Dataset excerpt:

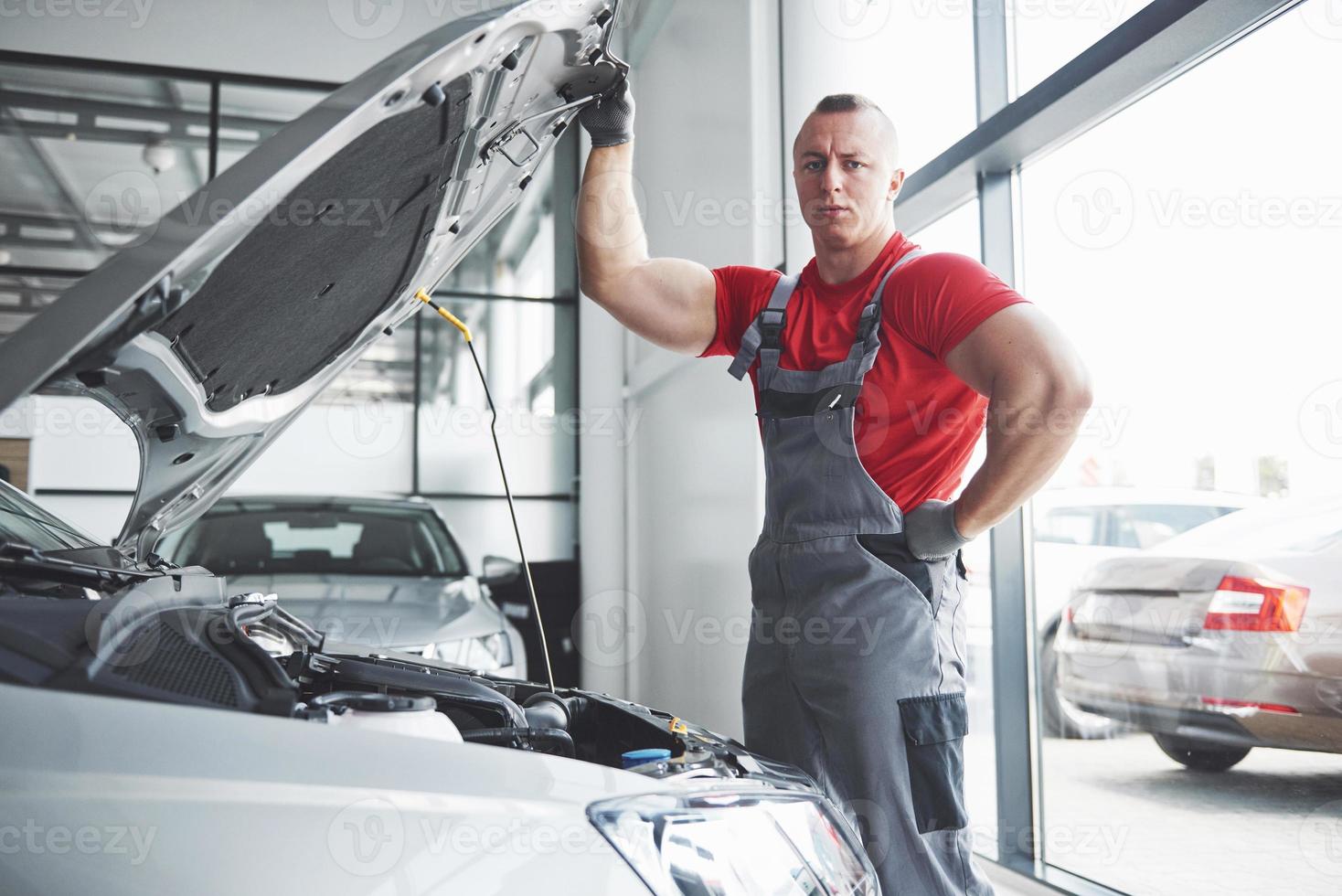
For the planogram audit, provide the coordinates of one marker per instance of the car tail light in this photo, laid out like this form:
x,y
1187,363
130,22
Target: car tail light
x,y
1255,605
1223,703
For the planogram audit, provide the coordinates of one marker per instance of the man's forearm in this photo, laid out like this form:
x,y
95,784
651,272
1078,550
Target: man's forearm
x,y
611,238
1029,433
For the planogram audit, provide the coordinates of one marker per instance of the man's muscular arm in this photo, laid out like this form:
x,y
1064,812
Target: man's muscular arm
x,y
670,302
1038,395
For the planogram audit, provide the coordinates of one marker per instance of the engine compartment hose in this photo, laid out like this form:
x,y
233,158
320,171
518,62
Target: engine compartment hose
x,y
505,737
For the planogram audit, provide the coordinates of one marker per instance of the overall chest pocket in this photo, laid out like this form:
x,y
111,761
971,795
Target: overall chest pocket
x,y
934,742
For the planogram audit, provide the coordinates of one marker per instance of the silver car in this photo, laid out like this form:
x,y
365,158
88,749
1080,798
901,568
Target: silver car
x,y
375,571
1220,640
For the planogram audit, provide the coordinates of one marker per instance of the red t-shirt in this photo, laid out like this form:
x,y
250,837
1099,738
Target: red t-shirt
x,y
917,422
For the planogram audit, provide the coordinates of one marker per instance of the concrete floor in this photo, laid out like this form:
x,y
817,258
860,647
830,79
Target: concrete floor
x,y
1124,815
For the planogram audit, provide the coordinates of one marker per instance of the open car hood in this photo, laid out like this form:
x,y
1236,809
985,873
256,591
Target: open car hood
x,y
209,336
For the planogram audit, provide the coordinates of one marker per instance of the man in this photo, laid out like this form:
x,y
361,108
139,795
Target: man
x,y
872,375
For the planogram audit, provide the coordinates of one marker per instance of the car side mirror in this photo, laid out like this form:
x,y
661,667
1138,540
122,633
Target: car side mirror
x,y
499,571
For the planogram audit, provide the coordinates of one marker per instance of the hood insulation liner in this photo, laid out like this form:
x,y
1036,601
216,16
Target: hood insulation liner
x,y
333,254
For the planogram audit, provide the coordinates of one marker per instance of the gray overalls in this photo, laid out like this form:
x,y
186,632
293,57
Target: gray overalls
x,y
855,668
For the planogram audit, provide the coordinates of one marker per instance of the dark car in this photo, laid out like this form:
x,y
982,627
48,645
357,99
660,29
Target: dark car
x,y
376,571
1220,640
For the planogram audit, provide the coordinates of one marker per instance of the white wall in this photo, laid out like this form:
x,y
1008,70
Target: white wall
x,y
309,39
706,161
80,445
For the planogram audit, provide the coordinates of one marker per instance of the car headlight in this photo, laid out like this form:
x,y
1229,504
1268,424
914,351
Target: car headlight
x,y
730,843
489,652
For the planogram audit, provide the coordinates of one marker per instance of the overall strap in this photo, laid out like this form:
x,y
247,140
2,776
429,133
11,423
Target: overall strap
x,y
766,327
871,312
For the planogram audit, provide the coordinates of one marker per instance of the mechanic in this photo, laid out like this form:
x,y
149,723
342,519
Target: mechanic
x,y
859,525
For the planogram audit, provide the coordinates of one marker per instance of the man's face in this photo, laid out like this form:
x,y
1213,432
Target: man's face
x,y
846,175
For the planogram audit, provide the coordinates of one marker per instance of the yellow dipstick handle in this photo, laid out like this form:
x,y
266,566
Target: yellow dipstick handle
x,y
456,322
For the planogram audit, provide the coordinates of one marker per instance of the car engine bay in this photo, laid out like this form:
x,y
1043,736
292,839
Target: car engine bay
x,y
175,637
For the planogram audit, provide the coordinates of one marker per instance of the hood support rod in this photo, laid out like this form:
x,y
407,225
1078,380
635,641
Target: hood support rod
x,y
527,568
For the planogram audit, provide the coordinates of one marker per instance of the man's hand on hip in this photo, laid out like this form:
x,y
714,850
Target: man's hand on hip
x,y
931,530
611,120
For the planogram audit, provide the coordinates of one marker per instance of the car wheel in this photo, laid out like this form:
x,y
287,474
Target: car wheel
x,y
1061,718
1200,755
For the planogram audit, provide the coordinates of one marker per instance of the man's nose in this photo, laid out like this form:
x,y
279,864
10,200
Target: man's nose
x,y
832,181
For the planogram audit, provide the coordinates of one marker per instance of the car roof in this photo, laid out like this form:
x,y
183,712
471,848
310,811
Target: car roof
x,y
403,502
1121,496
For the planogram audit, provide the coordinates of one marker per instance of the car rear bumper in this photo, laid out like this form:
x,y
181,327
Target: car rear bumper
x,y
1203,695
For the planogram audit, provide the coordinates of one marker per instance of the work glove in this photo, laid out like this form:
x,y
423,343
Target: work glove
x,y
611,120
931,530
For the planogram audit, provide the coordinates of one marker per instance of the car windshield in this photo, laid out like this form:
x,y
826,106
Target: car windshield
x,y
315,540
1279,526
23,522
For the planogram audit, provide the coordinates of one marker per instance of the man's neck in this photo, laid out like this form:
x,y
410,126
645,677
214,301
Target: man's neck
x,y
840,264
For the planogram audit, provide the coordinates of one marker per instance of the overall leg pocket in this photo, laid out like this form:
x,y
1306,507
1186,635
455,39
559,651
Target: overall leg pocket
x,y
934,732
892,551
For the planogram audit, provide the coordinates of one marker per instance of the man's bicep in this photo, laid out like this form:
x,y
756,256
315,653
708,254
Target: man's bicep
x,y
1018,344
678,304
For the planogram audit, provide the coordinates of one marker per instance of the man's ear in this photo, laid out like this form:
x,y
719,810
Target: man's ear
x,y
897,183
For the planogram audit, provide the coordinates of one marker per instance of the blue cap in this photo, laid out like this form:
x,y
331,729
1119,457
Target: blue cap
x,y
639,757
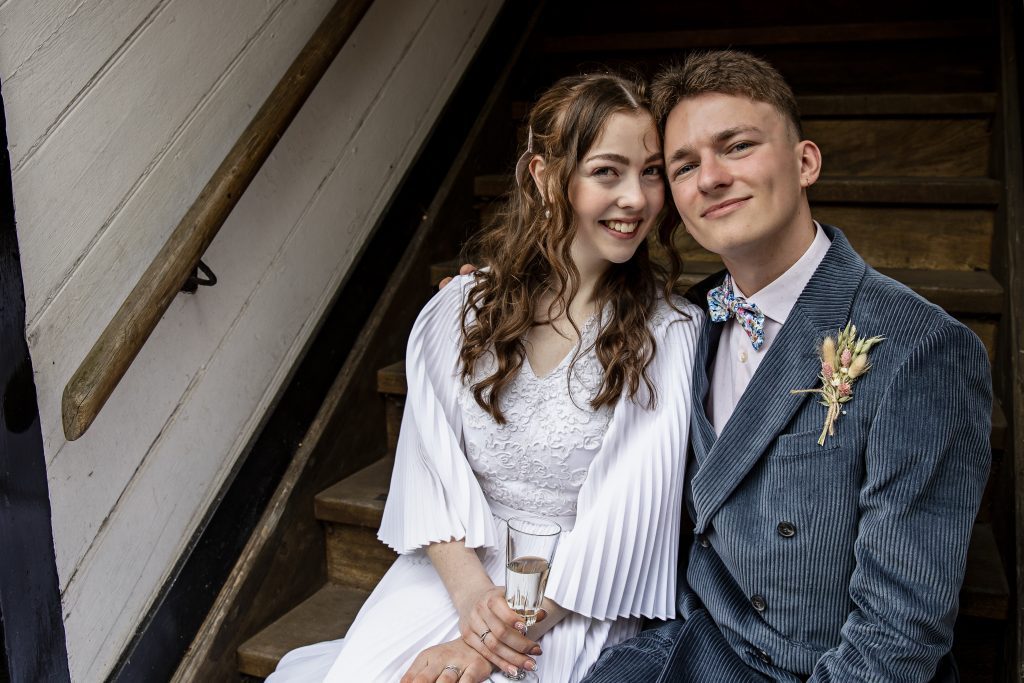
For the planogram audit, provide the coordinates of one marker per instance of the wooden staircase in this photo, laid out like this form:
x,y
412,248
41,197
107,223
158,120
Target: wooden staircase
x,y
907,116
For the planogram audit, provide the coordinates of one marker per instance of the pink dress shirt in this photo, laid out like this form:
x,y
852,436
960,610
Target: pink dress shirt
x,y
736,360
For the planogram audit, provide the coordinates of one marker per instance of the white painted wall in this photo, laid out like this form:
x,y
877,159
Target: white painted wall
x,y
118,112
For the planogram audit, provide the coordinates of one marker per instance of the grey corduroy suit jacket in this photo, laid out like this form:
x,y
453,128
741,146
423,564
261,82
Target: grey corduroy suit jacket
x,y
843,561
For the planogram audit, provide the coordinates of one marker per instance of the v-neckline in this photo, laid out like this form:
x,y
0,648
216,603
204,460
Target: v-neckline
x,y
584,331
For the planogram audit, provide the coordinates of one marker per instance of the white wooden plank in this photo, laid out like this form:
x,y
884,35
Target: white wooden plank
x,y
25,26
254,357
50,52
84,171
99,465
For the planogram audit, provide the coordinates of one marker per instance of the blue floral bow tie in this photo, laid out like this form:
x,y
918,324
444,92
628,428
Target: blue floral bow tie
x,y
723,303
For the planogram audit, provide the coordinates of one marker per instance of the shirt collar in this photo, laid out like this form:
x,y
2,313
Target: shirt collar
x,y
777,298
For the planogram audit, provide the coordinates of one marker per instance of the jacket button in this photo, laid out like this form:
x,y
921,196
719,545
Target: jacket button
x,y
786,529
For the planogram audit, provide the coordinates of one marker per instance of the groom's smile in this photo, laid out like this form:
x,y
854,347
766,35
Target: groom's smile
x,y
737,174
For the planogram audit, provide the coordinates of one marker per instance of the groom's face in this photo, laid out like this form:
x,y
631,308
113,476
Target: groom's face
x,y
734,171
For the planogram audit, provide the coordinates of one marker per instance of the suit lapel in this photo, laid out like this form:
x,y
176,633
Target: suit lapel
x,y
702,432
792,363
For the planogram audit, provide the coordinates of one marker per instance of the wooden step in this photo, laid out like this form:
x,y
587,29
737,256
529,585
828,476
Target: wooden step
x,y
391,379
351,513
358,500
325,615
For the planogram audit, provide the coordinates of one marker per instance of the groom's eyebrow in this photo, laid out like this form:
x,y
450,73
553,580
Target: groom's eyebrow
x,y
717,138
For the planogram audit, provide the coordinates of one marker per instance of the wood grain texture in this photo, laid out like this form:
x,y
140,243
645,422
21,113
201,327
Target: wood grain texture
x,y
325,615
112,136
286,552
53,52
1011,257
898,189
237,345
89,476
117,347
355,557
952,147
897,104
358,499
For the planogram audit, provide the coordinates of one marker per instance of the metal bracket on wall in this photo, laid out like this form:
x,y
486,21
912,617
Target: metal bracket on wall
x,y
195,282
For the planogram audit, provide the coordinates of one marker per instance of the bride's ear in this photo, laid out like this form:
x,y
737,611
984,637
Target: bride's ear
x,y
537,168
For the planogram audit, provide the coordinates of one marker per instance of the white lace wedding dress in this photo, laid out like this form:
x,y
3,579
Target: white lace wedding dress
x,y
612,478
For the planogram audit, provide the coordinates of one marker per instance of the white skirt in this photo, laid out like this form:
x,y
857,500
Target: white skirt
x,y
410,610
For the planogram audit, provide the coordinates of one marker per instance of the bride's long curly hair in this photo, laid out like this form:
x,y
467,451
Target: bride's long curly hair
x,y
527,247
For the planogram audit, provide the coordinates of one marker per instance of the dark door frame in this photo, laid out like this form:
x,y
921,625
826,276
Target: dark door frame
x,y
33,633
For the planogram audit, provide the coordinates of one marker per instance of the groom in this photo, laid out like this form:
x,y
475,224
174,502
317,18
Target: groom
x,y
824,559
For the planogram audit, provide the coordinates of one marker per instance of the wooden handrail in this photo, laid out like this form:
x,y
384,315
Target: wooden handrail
x,y
124,336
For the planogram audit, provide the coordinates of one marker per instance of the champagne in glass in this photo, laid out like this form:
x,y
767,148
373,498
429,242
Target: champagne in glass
x,y
529,551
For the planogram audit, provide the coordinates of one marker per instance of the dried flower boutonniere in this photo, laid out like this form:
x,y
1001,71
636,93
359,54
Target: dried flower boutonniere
x,y
843,360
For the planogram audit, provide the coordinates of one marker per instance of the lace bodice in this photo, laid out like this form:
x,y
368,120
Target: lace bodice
x,y
538,460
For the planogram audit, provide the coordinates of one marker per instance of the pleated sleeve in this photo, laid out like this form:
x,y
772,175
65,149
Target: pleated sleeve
x,y
434,494
621,558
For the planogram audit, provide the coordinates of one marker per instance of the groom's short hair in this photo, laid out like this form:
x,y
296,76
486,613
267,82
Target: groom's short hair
x,y
726,72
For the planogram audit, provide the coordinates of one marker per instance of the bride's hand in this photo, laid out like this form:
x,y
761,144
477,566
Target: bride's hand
x,y
449,663
491,628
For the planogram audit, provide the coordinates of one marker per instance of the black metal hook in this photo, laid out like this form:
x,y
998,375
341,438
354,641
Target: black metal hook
x,y
195,282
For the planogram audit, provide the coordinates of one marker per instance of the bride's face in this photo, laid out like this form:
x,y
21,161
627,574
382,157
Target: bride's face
x,y
616,191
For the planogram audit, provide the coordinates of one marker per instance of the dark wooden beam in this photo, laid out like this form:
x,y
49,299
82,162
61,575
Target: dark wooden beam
x,y
1011,377
781,35
282,562
901,104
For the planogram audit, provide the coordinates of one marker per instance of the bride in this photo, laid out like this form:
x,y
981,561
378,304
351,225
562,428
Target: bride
x,y
553,384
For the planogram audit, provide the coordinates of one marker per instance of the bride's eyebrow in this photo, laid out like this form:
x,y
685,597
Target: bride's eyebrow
x,y
619,159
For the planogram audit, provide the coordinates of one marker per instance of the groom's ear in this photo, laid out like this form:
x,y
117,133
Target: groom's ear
x,y
810,163
537,168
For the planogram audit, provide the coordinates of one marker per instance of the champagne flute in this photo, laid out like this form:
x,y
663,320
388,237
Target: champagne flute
x,y
529,551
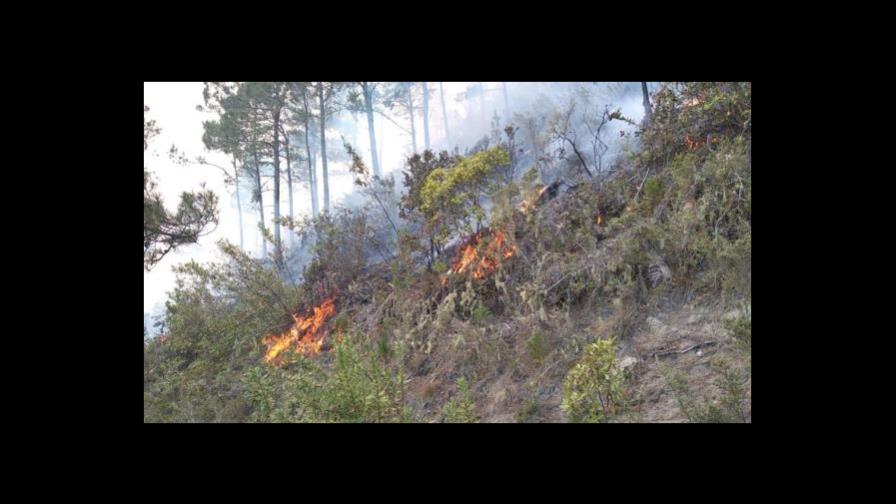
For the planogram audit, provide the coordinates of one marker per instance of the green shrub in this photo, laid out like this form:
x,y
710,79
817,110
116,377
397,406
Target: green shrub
x,y
741,329
460,409
537,347
592,391
730,407
653,194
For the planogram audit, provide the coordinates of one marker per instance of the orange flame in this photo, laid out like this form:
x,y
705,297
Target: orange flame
x,y
303,334
485,261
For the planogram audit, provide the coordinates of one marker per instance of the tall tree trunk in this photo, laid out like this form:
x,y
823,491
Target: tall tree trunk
x,y
323,144
482,102
264,242
381,140
292,240
411,113
647,110
312,177
445,115
368,107
239,206
425,115
278,252
506,103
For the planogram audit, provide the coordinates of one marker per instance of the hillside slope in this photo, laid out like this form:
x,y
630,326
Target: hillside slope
x,y
621,298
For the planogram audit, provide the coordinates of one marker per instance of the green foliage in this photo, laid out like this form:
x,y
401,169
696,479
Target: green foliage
x,y
460,409
653,193
741,329
162,230
729,407
537,347
592,391
450,196
481,314
358,387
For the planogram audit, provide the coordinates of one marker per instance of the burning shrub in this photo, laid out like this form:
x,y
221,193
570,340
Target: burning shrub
x,y
305,334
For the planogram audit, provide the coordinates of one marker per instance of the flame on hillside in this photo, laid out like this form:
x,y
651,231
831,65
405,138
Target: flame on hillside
x,y
479,261
304,335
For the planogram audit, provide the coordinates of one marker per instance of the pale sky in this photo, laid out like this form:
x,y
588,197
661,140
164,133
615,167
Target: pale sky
x,y
173,107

### Your task:
Exactly and only the lines from the one containing "of the tall" through the end of the material are to be reproduced, both ends included.

### The solution:
For the planogram audit, provide the coordinates of one marker per instance of the tall tree trunk in this photo, laid out like this form:
x,y
823,491
Target: tall tree trunk
x,y
323,144
482,102
264,242
381,140
292,240
411,113
647,110
312,177
445,115
368,107
239,206
425,115
278,252
506,103
For the planogram audit, provide the coordinates of one marker per instance of the hillside slope in this photo, laid out like this form:
x,y
630,326
Target: hillside slope
x,y
621,298
For the planogram audit, provide the coordinates of one marker per instance of the green foliage in this photo, laid out like this form:
x,y
401,169
696,479
Target: green foliage
x,y
460,409
653,193
741,329
162,230
729,407
537,347
592,391
450,196
481,314
358,387
For the planogram audit, provide the coordinates of one marker per instance of the burning shrub in this photo, laid out like this form:
x,y
221,193
570,340
Target: burning shrub
x,y
305,334
For the planogram audit, provide the coordinates of one marker per instance of the flame on hillside in this photo, laid out like this form:
x,y
651,231
831,65
405,138
Target: flame on hillside
x,y
479,261
304,335
For the planogram audit, provide the coordinates of one marker per instance of the pale sky in this photo, laid out like this form:
x,y
588,197
661,140
164,133
615,167
Target: pale sky
x,y
173,107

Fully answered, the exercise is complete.